- _Extract_:
▽

The Louvre has assembled more than 160 paintings, sculptures, letters and drawings from the Renaissance era in an exhibition to mark the 500th anniversary of the Italian master’s death.

Whether Salvator Mundi, a painting attributed to da Vinci and sold by auctioneers Christie’s in 2017 for $450 million, and believed by many art experts to be in the Gulf, will be part of the show remains to be seen.

Louvre executives have requested its inclusion and still hope it will arrive for the show, giving an extra frisson of interest in the runup to its opening.

Da Vinci left his native Italy when his patron died and spent his last years in France as the guest of the French monarch, until he died in May 1519 at the Loire Valley chateau that had become his home.

The exhibition, which opens on Thursday Oct. 24, shows 10 of the paintings now attributed to da Vinci, including those kept in the Louvre — Saint Anne, Saint John the Baptist, The Virgin of the Rocks and La Belle Ferronnière — and works lent from other institutions.

Last week a Venetian judge authorized the loan of a few of da Vinci’s drawings, including the famous “Man of Vitruve”, which will be shown for two months only in Paris due to its fragility.

△

- _Required work_: Write out the passage of the Louvre exhibition text starting at "The exhibition, which" and ending at "to its fragility.", keeping every word and mark unchanged.

- _Data excerpt_:
▽

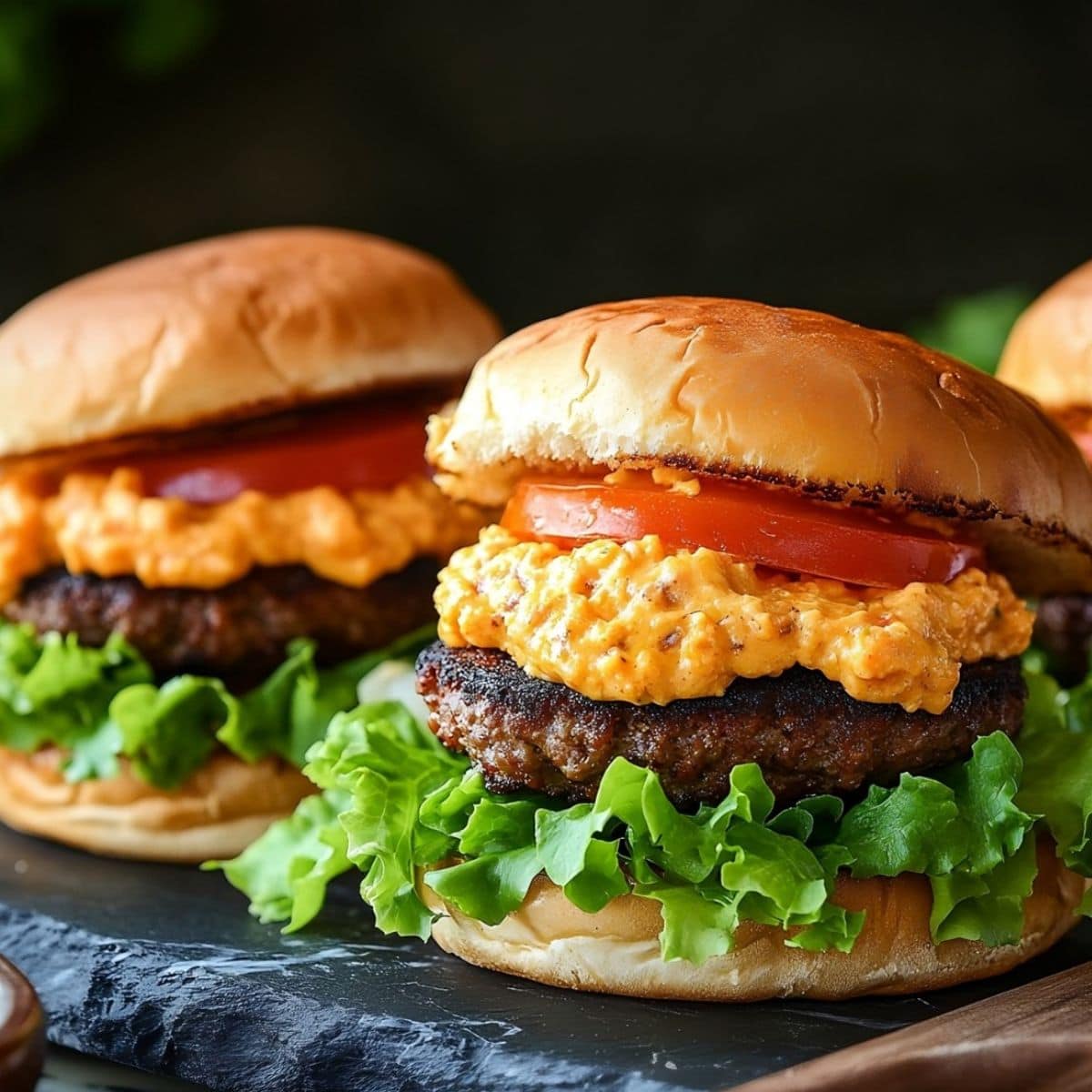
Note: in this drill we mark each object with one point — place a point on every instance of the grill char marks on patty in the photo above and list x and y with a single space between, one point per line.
238 632
805 732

△

- _Output for this task_:
The exhibition, which opens on Thursday Oct. 24, shows 10 of the paintings now attributed to da Vinci, including those kept in the Louvre — Saint Anne, Saint John the Baptist, The Virgin of the Rocks and La Belle Ferronnière — and works lent from other institutions.

Last week a Venetian judge authorized the loan of a few of da Vinci’s drawings, including the famous “Man of Vitruve”, which will be shown for two months only in Paris due to its fragility.